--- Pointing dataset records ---
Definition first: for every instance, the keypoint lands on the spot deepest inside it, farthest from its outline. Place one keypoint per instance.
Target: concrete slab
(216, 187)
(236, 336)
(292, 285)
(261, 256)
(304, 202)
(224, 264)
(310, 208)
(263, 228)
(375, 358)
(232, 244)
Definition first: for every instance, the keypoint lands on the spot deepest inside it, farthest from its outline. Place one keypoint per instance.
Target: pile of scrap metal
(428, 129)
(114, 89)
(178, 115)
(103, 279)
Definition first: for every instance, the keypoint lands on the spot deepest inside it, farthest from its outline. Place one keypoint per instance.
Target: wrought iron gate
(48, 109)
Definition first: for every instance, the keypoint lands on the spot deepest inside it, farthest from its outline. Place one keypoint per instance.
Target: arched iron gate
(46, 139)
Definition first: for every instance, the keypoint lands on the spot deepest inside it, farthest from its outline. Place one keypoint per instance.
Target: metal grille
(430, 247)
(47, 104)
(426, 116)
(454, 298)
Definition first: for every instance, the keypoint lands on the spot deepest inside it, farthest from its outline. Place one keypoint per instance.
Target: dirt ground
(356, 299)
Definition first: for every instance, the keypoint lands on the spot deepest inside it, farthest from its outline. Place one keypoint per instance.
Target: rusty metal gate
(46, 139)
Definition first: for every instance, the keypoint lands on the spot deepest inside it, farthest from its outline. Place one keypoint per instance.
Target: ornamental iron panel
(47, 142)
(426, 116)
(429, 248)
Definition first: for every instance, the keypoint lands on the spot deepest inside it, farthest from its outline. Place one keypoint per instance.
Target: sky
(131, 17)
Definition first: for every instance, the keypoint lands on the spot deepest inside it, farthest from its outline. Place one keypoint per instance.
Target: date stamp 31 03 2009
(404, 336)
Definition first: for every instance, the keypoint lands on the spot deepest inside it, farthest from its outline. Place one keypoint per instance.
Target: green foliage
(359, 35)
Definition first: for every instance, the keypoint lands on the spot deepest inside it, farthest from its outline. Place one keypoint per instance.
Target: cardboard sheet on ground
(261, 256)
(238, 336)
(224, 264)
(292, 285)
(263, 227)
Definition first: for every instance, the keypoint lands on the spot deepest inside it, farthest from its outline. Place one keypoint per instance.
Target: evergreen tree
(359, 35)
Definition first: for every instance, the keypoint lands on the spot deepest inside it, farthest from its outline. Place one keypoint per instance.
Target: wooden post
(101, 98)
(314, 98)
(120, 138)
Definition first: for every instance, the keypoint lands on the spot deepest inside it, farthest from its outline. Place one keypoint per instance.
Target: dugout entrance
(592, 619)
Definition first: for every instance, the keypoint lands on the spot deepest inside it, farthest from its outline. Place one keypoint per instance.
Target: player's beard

--- WHAT IS BEING ASKED ---
Using the data above, return each line exactly as written.

--- RESPONSE ---
Definition first: for every instance, the keypoint lands on the spot deepest inside it, farthest from its outline. Place one keypoint per instance.
Target: concrete slab
(216, 187)
(236, 336)
(292, 285)
(261, 256)
(304, 202)
(224, 264)
(310, 208)
(263, 228)
(375, 358)
(232, 244)
Definition first: for every instance, the keypoint lands on the spot deepest inside it, farthest from its outline. Place one keypoint per instance.
Target: pile of scrap metal
(428, 129)
(114, 89)
(178, 115)
(103, 279)
Definition first: for every instance, the keypoint lands on the spot deepest inside it, farthest from its outline. Place one keypoint per instance.
Target: wrought iron gate
(48, 109)
Definition first: for every instance, the keypoint lands on the spot deepest inside it, farthest from its outline. Place one keypoint per instance.
Target: arched iron gate
(46, 139)
Definition first: for every instance, the keypoint lands on the spot deepest inside it, farthest from its outline. Place one keypoint per instance.
Target: metal grille
(430, 247)
(47, 104)
(426, 116)
(454, 298)
Definition first: for every instance, the keypoint lands on the spot deepest inside it, farthest from its outline. Place one keypoint per instance.
Target: dirt ground
(356, 299)
Definition first: for every instance, the keypoint lands on the spot deepest inside it, farthest from its outline. Place one keypoint per instance.
Target: rusty metal gate
(46, 139)
Definition first: for every instance, the keypoint lands on the spot deepest inside it, farthest from its outline. Place one keypoint per instance.
Target: ornamental iron panel
(47, 142)
(426, 116)
(429, 248)
Definition first: for every instance, the keypoint lands on the spot deepest inside it, farthest from its outline. Place one keypoint per instance.
Target: sky
(131, 17)
Definition first: for every instance, the keypoint lands on the spot deepest inside it, farthest from its outline. Place one keypoint per instance.
Target: date stamp 31 03 2009
(404, 336)
Definition first: for every instance, the keypoint lands on the spot deepest inside it, farthest from its outline. Place one keypoint per instance.
Target: green foliage
(359, 35)
Definition first: for every instance, the keypoint lands on the spot deepest inside it, farthest from its outline. Place one keypoint per instance.
Target: cardboard sheet on ground
(261, 256)
(238, 336)
(224, 264)
(292, 285)
(263, 227)
Definition first: for every instance, the keypoint lands on the spot deepest inside it, farthest from its outline. Place one keypoint per instance.
Target: evergreen tree
(359, 35)
Definition first: for every instance, the keypoint lands on the spot deepest inside it, farthest from its outline. Place one keypoint per instance.
Target: wooden post
(101, 98)
(314, 98)
(120, 138)
Definition first: for every instance, the keypoint lands on the spot deepest inside it, farthest from its outline. Place one keypoint per instance.
Target: dugout entrance
(592, 619)
Definition first: for every instance, the keypoint lands on the spot deepest inside it, farthest from its outline. Place one keypoint per instance.
Target: player's beard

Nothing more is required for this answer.